**Tasks for this exercise**
1/ According to the album review, in which country's caves is the olm found?
2/ In the listing below, swap "capture" for "snapshot" and leave everything else the same. Begin at the first line of the listing and stop after the line that contains "[0, 77, 350, 97]".

**Selected excerpt**
↓

At first, I thought this was just the eponymous debut of a post-rock band named after the blind cave salamander (Proteus anguinus), a curious little amphibian about which very little is known. The band’s website, with its encyclopedia entries on the animal in question, was nothing I paid any particular attention to, thinking it just a gimmick by a band trying too hard. I listened to the album, enjoyed it very much, said I liked it more than new Radiohead, and shunted it away so I could check out more 2007 stuff.

 

A second, fairly recent trip back to blindcavesalamander.com clarified the album’s intent: this isn’t so much a self-titled album by a new band as it is a one-off musical project, a “concept band,” about the life of the blind cave salamander, or the olm, to be more precise. The olm is an endangered animal which can only be found in the watery subterranean caves of Slovenia, where its very specific indigenity makes it a peculiar national symbol of sorts. Here’s a picture of it. Yikes. Quite frankly, Slovenia can keep it. But now that I understand the olm (and shouldn’t we all?), what the project is meant to be, and how it’s meant to be understood by the listener, the whole work makes much more sense.

↑

**Exercise material**
↓

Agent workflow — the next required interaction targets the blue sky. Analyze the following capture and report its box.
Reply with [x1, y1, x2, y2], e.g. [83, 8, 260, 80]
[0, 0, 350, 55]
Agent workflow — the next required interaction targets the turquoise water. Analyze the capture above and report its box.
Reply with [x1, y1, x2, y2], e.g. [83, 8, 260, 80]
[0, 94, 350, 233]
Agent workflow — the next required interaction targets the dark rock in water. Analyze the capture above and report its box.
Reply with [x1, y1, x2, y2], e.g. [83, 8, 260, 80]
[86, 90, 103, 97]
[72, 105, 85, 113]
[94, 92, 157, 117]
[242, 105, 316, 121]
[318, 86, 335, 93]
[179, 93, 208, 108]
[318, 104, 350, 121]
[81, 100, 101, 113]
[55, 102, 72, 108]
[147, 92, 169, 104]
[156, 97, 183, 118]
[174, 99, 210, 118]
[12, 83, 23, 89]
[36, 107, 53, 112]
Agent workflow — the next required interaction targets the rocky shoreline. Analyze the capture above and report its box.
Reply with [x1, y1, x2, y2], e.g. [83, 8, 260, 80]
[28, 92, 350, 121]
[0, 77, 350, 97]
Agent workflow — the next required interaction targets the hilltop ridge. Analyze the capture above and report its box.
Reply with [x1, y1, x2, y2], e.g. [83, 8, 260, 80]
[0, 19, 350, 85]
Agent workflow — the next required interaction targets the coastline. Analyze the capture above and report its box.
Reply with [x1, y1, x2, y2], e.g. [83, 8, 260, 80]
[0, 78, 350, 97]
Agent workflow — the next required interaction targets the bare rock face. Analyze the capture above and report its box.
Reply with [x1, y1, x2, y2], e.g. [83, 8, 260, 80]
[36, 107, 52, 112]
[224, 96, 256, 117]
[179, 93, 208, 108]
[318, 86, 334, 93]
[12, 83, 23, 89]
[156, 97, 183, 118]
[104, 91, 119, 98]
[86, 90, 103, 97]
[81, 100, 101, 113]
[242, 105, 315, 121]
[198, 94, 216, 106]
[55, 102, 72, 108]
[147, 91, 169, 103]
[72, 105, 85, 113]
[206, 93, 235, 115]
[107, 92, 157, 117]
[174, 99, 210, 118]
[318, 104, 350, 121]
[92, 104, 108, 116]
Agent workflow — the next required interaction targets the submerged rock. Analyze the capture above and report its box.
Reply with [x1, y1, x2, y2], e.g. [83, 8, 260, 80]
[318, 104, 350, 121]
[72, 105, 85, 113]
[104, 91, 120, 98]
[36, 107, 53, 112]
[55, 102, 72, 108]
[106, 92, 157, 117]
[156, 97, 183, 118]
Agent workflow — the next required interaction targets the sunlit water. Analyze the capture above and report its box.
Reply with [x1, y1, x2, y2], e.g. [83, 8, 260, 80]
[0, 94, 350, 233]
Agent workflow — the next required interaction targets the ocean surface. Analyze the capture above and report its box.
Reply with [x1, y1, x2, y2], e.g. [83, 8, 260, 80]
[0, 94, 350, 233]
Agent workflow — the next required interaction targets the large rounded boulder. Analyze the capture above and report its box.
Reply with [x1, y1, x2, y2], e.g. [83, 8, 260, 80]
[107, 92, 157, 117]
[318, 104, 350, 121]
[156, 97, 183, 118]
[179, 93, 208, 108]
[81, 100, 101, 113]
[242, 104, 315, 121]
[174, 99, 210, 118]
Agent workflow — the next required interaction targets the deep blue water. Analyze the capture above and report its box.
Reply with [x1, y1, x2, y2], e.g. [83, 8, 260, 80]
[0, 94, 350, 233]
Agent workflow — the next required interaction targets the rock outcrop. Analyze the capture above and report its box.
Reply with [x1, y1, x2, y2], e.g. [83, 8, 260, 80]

↑

**Solution list**
1/ Slovenia

2/
Agent workflow — the next required interaction targets the blue sky. Analyze the following snapshot and report its box.
Reply with [x1, y1, x2, y2], e.g. [83, 8, 260, 80]
[0, 0, 350, 55]
Agent workflow — the next required interaction targets the turquoise water. Analyze the snapshot above and report its box.
Reply with [x1, y1, x2, y2], e.g. [83, 8, 260, 80]
[0, 94, 350, 233]
Agent workflow — the next required interaction targets the dark rock in water. Analyze the snapshot above and report its box.
Reply with [x1, y1, x2, y2], e.g. [83, 8, 260, 80]
[86, 90, 103, 97]
[72, 105, 85, 113]
[94, 92, 157, 117]
[242, 105, 316, 121]
[318, 86, 335, 93]
[179, 93, 208, 108]
[318, 104, 350, 121]
[81, 100, 101, 113]
[55, 102, 72, 108]
[147, 92, 169, 104]
[156, 97, 183, 118]
[174, 99, 210, 118]
[12, 83, 23, 89]
[36, 107, 53, 112]
Agent workflow — the next required interaction targets the rocky shoreline. Analyze the snapshot above and report its box.
Reply with [x1, y1, x2, y2], e.g. [83, 8, 260, 80]
[28, 92, 350, 121]
[0, 77, 350, 97]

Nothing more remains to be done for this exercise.